How to build a corporate deal

With the public corporate bond markets volatile and unreliable, companies need to take advantage of MTN opportunities. Debt capital market bankers have the time to present them with imaginative proposals. But some of these, such as private-to-public deals, are not without their perils.

DESPITE A FLURRY of new corporate bond issues last month, debt capital markets teams haven't exactly been run off their feet since the middle of the year. It's been tough to get stand-alone corporate deals done. And bankers have had a lot more time to get in front of corporate clients and pitch ideas about other funding options.

In the light of extreme volatility in public bond markets, corporates have compelling reasons to fund themselves through EMTNs. Most cannot be choosy and need to be able to take advantage of pockets of investor demand, however small or large, opportunistically. They cannot hang around for the documentation to be completed to do stand-alone public issues.
........
__Exercise directions__
Please continue the article on corporate bond and MTN funding from the point where it stops. The rows after this have nothing to do with the article.

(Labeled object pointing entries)
........
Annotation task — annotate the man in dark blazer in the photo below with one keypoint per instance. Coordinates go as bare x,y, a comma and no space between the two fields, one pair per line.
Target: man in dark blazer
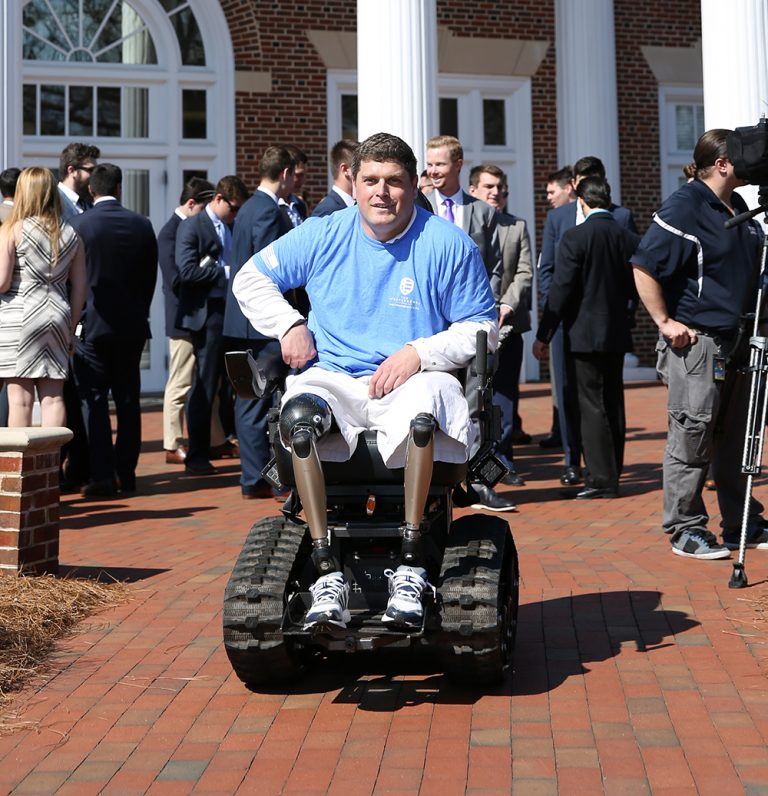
181,361
340,195
558,222
121,265
445,157
204,259
592,293
259,223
........
__Response__
There are some bright spots. Money-market funds looking to pick up yield have bolstered demand for public MTNs of one to two years' maturity. Yet overall corporate deal flow in EMTNs is well down on last year and was particularly low in the six months after June. So competition to present interesting deals is increasing.

Organizing structured MTNs for financial institutions is a good revenue earner for banks but investors have little or no appetite for taking credit and structuring risk from corporate issuers, particularly when more and more are being downgraded.